[START OF Text shown]

I went to Project Gutenberg , this site is filled with books which are now in the Public domain, the texts came in plaintext format which made it easier to use. I chose Alice in Wonderland by Lewis Carrol because of the simplicty of the text it didn't seem to have any odd features like table of results or list of points or anything weird that could skew the results.

First thing i had to do was pre-process the text. Unfortunatley the texts had been preformatted an consistted of many extra new lines. What i needed to do was ensure each paragraph ended with a new line as this is how TML defined pargraphs. I noted that a real paragrph would consist of two newline chracters in a row. I used a search and replace technique to do this. I replaced all '\n' with a weird chracter like 'ð' then converted all the 'ðð' to a single '\n' the converted the remaining 'ð' to ' ' (space).

Next i created a small program to split the files up to create a corpus of documents that increased incrementally in size whereby the final document is the original document in its entirety.

Next i ran all these texts through the Benchmark test which measured the time of generating SVD, writing SVD, writing with Compression , reading SVD, Size of SVD and word Count. This took a loooooooong time over 24 hours!

[END OF Text shown]
[START OF Dataset records]

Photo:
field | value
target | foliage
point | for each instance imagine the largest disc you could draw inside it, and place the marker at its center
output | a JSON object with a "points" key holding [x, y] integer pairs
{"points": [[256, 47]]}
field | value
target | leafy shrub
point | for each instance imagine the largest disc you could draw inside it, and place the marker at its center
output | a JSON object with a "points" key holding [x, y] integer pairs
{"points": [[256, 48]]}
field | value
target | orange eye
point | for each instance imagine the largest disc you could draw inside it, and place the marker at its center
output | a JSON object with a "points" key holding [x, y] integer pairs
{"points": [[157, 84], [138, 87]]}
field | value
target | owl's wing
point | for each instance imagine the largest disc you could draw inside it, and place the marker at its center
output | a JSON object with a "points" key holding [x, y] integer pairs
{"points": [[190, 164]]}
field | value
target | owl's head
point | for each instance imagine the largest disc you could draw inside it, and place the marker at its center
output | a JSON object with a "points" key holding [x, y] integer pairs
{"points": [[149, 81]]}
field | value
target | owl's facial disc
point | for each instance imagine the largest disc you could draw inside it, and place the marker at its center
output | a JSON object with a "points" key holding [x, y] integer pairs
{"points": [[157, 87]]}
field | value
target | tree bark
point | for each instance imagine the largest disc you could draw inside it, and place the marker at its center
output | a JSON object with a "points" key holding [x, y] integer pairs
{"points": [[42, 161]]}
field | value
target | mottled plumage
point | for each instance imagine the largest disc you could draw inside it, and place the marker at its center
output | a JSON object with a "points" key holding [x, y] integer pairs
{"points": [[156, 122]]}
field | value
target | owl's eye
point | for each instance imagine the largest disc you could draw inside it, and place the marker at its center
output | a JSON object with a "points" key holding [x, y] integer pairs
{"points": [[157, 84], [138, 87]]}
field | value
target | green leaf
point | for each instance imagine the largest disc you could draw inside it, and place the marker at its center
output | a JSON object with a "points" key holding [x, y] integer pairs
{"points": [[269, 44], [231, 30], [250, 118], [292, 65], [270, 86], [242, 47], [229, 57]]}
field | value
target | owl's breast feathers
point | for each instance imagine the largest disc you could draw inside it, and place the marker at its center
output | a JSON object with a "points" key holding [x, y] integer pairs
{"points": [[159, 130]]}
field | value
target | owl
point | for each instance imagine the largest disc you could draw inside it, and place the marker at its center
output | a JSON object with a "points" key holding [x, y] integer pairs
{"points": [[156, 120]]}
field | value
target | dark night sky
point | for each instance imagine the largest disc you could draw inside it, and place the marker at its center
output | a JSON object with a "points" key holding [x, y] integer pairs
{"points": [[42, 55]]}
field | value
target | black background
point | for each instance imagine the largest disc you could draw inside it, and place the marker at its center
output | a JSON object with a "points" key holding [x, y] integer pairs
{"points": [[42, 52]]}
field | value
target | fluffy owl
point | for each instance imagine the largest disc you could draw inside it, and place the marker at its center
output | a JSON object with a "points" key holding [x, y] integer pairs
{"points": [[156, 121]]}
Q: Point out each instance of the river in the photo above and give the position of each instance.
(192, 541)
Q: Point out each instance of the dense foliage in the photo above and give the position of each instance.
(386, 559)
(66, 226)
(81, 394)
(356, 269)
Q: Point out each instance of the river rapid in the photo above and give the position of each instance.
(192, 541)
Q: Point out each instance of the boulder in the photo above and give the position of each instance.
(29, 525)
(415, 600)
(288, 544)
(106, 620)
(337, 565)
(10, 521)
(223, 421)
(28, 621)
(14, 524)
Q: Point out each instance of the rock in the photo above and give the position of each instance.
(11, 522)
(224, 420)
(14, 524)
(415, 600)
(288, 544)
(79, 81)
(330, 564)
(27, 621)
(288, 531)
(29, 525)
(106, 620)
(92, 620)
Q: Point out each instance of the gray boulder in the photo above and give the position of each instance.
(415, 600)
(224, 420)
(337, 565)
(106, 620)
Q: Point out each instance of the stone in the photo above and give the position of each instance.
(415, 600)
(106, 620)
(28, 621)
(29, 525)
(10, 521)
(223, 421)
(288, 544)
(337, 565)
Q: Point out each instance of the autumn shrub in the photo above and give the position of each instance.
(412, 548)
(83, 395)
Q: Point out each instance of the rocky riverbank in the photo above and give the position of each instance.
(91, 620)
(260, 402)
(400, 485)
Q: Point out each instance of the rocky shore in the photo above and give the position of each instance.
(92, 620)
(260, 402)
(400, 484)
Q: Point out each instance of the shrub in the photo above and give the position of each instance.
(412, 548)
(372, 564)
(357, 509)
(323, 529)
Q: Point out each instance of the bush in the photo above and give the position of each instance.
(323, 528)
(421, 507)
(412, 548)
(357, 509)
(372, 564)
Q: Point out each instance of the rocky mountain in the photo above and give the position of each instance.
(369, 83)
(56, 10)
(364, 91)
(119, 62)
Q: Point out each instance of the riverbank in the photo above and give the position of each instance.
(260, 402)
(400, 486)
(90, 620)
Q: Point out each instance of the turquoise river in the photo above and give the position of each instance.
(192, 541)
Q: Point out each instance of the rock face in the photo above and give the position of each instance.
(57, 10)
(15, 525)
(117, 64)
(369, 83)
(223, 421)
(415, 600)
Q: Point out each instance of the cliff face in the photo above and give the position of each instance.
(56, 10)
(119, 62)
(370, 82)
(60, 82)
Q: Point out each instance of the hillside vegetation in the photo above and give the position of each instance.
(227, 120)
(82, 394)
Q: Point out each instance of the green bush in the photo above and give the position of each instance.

[END OF Dataset records]
[START OF Dataset records]

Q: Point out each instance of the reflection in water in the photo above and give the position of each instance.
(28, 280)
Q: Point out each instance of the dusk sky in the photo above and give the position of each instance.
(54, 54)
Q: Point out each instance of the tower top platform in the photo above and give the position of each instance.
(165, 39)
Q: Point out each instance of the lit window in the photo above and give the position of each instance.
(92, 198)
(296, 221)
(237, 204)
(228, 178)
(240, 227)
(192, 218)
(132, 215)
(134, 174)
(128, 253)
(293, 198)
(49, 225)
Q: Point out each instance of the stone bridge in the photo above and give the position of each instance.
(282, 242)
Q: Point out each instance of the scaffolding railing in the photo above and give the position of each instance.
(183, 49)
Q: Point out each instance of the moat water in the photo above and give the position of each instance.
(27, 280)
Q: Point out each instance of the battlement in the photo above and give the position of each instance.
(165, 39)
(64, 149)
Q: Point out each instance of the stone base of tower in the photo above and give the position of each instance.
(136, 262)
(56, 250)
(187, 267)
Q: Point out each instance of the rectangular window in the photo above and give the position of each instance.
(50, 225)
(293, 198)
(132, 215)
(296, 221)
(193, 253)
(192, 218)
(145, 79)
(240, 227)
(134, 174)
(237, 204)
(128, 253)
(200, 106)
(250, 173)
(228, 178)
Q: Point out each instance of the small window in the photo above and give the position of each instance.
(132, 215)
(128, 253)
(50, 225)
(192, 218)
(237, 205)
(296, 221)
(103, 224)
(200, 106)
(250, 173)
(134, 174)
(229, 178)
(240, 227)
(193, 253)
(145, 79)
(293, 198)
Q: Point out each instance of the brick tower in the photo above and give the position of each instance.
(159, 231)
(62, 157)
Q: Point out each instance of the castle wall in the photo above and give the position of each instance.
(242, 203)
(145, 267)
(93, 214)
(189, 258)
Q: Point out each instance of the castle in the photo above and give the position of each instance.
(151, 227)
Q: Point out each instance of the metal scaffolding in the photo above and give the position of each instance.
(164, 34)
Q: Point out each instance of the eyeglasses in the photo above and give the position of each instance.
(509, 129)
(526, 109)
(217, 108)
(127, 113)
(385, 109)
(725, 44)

[END OF Dataset records]

[Aim of the task] How would the sentence "I used a search and replace technique to do this." from the account of preparing the Project Gutenberg text read in Spanish? The records have nothing to do with what comes next.

[Answer for the task] Usé una técnica de búsqueda y reemplazo para hacer esto.